>> Begin DOCUMENT

- Genre: Arts festival
- Frequency: Annual
- Locations: Belfast, Northern Ireland
- Years active: 60
- Inaugurated: 1962
- Website: https://www.belfastinternationalartsfestival.com

= Belfast International Arts Festival =

Belfast International Arts Festival, formerly known as Belfast Festival at Queen's, claims to be the city's longest running international arts event.

Originally established in 1962, it was hosted by Queen's University until 2015, after which a new independent organisation (a company limited by guarantee and registered as a charity) was formed. The event covers theatre, dance, classical and roots music, visual, film and digital arts and literature accompanied by outreach and education events. It takes place every October in venues and locations across Belfast. The most recent event took place between 16 October and 26 November 2024.

==History==

Held annually, usually in October/November, the festival was founded by student Michael Emmerson in 1962. Emmerson was succeeded as Director by Michael Barnes.

From small beginnings the festival grew through the 1960s and 1970s, expanding to a two-week-long event. Performers during this time included Jimi Hendrix, Richard Stilgoe, Laurence Olivier, Rowan Atkinson and Billy Connolly.

The festival is held at several venues across the city, including The MAC, Ulster Hall, the Naughton Gallery, the Queen's Film Theatre, the Brian Friel Theatre and the Whitla Hall at Queen's, as well as the Grand Opera House, the Waterfront Hall and An Chultúrlann arts centre.

>> End DOCUMENT

▶ [WHAT YOU SHOULD DO]: Please write out the stretch of the arts festival text from "Originally established in" through "and Billy Connolly.", substituting "event" for each "festival". The lines that come next play no part in what is asked here.

>> Begin RAW DATA

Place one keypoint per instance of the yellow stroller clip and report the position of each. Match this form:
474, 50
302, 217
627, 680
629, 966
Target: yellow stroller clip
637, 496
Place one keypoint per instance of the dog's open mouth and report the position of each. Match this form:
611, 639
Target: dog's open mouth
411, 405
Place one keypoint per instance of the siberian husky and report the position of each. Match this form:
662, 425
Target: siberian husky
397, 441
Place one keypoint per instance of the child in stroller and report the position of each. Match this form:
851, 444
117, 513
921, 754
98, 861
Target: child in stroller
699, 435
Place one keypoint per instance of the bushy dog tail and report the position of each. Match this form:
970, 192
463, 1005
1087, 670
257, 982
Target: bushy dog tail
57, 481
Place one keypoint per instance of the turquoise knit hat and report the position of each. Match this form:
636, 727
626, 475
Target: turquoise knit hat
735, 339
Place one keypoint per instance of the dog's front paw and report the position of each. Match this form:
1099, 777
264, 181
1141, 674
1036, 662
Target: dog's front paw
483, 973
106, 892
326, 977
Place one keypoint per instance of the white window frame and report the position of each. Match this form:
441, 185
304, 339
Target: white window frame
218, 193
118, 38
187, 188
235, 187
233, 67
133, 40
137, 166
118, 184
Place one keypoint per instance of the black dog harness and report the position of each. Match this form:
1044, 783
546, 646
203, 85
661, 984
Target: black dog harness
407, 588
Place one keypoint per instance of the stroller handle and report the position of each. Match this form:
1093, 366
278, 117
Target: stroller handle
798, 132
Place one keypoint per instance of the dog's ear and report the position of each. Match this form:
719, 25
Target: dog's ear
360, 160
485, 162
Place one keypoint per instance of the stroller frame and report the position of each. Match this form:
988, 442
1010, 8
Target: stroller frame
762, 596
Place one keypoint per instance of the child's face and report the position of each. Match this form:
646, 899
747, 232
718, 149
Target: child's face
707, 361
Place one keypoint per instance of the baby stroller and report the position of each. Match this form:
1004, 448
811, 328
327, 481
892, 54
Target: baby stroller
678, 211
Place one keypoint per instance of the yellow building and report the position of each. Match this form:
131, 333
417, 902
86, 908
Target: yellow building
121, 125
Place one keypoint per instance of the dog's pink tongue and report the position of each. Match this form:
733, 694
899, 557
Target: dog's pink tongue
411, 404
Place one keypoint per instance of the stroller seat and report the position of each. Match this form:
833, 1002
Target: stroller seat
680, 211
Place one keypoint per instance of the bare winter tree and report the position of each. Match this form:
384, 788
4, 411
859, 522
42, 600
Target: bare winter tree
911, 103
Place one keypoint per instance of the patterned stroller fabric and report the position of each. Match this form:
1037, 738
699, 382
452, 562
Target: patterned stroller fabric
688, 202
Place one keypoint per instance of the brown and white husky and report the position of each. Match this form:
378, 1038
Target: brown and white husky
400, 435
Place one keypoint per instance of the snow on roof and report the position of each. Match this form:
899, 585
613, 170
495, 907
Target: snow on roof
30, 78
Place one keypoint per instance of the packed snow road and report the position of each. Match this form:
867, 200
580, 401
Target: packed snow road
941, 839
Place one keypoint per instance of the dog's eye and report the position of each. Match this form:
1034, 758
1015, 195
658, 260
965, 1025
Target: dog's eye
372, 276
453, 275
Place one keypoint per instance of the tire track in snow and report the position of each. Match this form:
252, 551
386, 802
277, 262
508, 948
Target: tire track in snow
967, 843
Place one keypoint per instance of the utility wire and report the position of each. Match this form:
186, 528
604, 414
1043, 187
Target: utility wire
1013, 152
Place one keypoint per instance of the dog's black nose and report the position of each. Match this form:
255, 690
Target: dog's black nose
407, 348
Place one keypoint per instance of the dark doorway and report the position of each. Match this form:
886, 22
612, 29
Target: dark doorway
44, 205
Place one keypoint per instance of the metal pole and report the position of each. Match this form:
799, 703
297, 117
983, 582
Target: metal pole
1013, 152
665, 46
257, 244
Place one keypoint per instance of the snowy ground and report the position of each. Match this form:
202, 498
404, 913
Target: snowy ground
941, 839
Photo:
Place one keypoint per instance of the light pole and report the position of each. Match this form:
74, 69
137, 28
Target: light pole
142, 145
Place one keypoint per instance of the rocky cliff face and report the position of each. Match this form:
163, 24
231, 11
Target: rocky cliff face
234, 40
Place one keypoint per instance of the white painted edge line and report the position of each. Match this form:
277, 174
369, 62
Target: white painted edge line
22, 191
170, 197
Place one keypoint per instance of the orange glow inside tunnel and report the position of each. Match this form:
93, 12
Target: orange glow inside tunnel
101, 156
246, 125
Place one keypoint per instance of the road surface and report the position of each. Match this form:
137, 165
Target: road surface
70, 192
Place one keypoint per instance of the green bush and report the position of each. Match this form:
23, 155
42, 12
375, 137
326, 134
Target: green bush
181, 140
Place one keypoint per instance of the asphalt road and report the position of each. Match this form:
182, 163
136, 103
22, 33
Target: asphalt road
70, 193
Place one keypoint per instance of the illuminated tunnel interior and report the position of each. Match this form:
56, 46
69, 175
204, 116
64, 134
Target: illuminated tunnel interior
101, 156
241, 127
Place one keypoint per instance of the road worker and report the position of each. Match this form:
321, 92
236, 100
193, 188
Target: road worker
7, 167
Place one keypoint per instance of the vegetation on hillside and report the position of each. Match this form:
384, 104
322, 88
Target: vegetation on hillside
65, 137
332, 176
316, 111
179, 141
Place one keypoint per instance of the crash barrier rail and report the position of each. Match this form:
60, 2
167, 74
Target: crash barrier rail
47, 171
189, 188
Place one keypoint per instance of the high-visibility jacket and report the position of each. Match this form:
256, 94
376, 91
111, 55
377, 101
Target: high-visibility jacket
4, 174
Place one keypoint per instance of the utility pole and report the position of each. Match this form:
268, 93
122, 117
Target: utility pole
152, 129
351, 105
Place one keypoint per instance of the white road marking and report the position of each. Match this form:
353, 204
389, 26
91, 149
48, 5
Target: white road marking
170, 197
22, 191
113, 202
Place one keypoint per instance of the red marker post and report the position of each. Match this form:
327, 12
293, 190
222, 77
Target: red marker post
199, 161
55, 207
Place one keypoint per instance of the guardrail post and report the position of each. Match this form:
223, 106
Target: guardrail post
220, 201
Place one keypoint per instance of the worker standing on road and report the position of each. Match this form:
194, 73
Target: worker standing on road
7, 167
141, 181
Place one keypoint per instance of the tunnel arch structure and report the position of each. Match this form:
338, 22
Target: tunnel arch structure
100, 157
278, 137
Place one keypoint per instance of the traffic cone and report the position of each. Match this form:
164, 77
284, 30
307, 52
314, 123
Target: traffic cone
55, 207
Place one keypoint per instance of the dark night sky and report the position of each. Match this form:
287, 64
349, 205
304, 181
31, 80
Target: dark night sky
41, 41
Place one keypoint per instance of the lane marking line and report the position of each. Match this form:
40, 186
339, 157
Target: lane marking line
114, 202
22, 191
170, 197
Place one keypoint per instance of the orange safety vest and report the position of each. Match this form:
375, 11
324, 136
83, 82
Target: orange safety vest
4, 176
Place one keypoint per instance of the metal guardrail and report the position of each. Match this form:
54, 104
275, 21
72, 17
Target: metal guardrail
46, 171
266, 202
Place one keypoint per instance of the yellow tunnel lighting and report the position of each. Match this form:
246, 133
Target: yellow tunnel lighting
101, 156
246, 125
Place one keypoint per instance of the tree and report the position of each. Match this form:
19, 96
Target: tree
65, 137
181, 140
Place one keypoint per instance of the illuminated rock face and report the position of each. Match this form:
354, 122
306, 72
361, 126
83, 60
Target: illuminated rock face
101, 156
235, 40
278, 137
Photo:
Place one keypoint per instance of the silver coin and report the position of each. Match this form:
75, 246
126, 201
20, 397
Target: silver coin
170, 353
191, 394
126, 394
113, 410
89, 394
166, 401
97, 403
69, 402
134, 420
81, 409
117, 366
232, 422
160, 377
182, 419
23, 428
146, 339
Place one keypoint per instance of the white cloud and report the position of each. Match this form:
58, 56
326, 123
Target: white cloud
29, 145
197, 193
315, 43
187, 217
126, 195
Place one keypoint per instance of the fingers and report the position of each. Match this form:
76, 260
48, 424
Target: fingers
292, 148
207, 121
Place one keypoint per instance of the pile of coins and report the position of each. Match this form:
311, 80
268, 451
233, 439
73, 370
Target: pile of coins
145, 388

>> End RAW DATA
>> Begin RAW DATA

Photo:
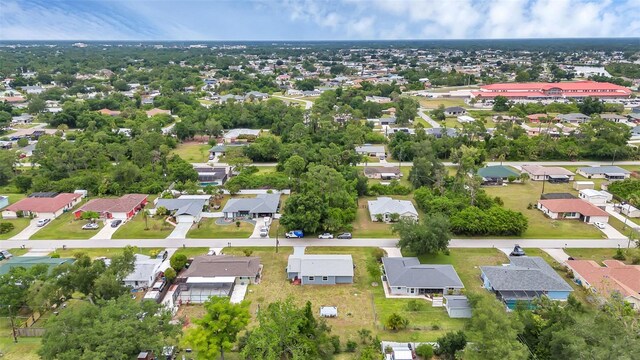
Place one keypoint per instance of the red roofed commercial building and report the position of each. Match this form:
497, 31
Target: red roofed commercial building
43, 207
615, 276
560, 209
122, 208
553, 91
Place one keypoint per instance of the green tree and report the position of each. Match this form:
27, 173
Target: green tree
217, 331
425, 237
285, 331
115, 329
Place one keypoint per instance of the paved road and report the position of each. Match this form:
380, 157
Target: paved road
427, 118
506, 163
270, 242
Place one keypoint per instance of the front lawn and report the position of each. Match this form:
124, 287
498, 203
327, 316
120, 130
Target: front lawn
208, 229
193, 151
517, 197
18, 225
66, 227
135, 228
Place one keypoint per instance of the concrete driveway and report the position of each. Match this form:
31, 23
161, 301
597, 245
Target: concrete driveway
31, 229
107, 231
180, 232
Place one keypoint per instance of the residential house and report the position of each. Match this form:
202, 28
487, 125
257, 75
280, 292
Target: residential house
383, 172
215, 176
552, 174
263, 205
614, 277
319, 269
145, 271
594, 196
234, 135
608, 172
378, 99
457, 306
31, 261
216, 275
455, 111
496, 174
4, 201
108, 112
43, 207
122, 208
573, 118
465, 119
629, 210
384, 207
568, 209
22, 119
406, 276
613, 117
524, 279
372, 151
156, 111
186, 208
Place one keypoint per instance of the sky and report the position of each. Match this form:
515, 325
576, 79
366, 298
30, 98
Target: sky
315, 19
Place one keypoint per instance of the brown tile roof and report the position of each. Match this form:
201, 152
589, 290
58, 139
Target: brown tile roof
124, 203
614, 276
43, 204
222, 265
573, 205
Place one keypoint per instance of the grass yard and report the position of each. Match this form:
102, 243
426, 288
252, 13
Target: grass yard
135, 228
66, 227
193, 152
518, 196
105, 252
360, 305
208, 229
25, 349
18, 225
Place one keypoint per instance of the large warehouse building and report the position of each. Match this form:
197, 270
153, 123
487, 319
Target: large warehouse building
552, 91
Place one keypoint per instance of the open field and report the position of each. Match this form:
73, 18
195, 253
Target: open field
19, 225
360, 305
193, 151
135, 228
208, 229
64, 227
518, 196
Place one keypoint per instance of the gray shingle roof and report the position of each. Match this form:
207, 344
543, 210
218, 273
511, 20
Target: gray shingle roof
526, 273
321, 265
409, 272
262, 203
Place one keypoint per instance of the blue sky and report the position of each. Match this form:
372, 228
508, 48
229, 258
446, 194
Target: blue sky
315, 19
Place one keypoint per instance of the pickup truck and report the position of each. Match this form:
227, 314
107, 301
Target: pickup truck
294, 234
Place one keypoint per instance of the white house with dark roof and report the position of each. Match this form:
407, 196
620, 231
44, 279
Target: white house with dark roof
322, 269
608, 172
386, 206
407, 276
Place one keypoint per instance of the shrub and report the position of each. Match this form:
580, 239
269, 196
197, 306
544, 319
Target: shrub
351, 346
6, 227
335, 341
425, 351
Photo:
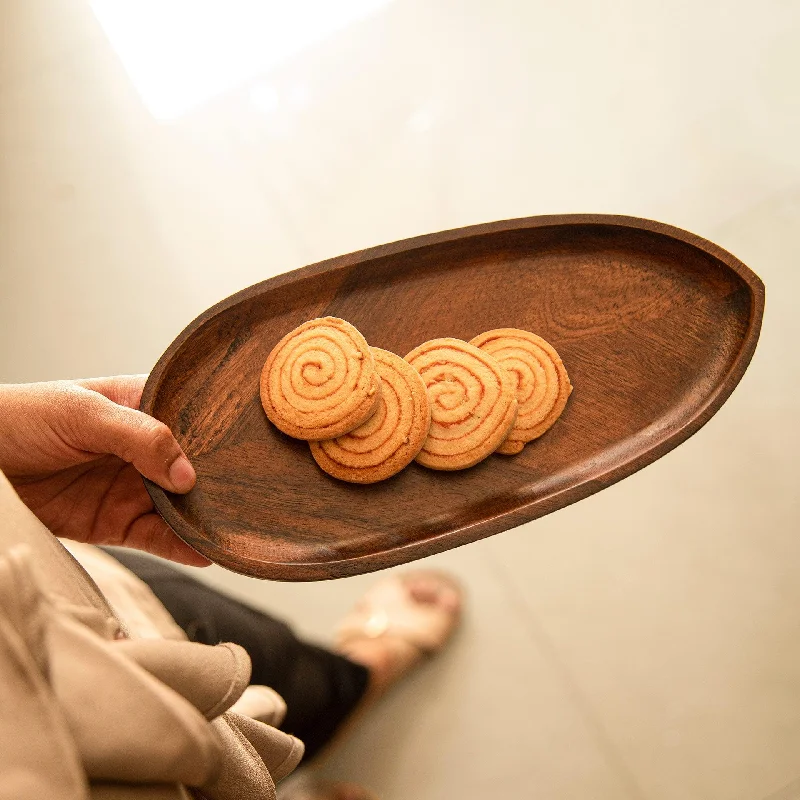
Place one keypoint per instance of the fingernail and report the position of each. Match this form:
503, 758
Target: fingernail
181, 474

>> End RAW DATA

▶ [CORRECT OUTPUT]:
Originally established in 1962, it was hosted by Queen's University until 2015, after which a new independent organisation (a company limited by guarantee and registered as a charity) was formed. The event covers theatre, dance, classical and roots music, visual, film and digital arts and literature accompanied by outreach and education events. It takes place every October in venues and locations across Belfast. The most recent event took place between 16 October and 26 November 2024.

==History==

Held annually, usually in October/November, the event was founded by student Michael Emmerson in 1962. Emmerson was succeeded as Director by Michael Barnes.

From small beginnings the event grew through the 1960s and 1970s, expanding to a two-week-long event. Performers during this time included Jimi Hendrix, Richard Stilgoe, Laurence Olivier, Rowan Atkinson and Billy Connolly.